======== SOURCE PASSAGE ========

The Arc — penumbrae.io

The Question

How is it plausible that a generalist attorney could produce a provisional patent application in summer 2025 that already contains the first embodiment of the method — PCA performed on an analogical pair analysis — and then, in 36 days beginning January 23, 2026, arrive at a measurement program with a filed CIP, three substrates, a conservation law, and an active training run with the lattice geometry in the loss function? The short answer is that the confounds made it possible. The longer answer is that the confounds are not the obstacle to the story — they are the story.

The standard expectation runs in the other direction: a machine learning researcher with domain expertise, institutional resources, and prior commitments to the literature produces a program like this over years. The timeline here is measured in weeks. The investigator is an attorney, a cavalry officer, a classicist. The confusion is visible in the record, and that is precisely the point.

========

:: WHAT THIS EXERCISE ASKS ::
(1) Print the Arc passage starting at "The standard expectation" and ending at "precisely the point.".
(2) According to the Arc passage, on what date did the 36-day period begin?
The records that come next are drawn from a separate source.

======== STORED ROWS ========

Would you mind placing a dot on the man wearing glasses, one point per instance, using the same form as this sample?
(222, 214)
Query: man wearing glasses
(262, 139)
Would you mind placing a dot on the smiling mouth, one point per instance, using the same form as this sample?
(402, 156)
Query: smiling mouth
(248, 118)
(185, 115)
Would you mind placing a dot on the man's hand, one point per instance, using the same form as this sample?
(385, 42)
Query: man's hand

========

:: RESPONSES ::
(1)
The standard expectation runs in the other direction: a machine learning researcher with domain expertise, institutional resources, and prior commitments to the literature produces a program like this over years. The timeline here is measured in weeks. The investigator is an attorney, a cavalry officer, a classicist. The confusion is visible in the record, and that is precisely the point.

(2) January 23, 2026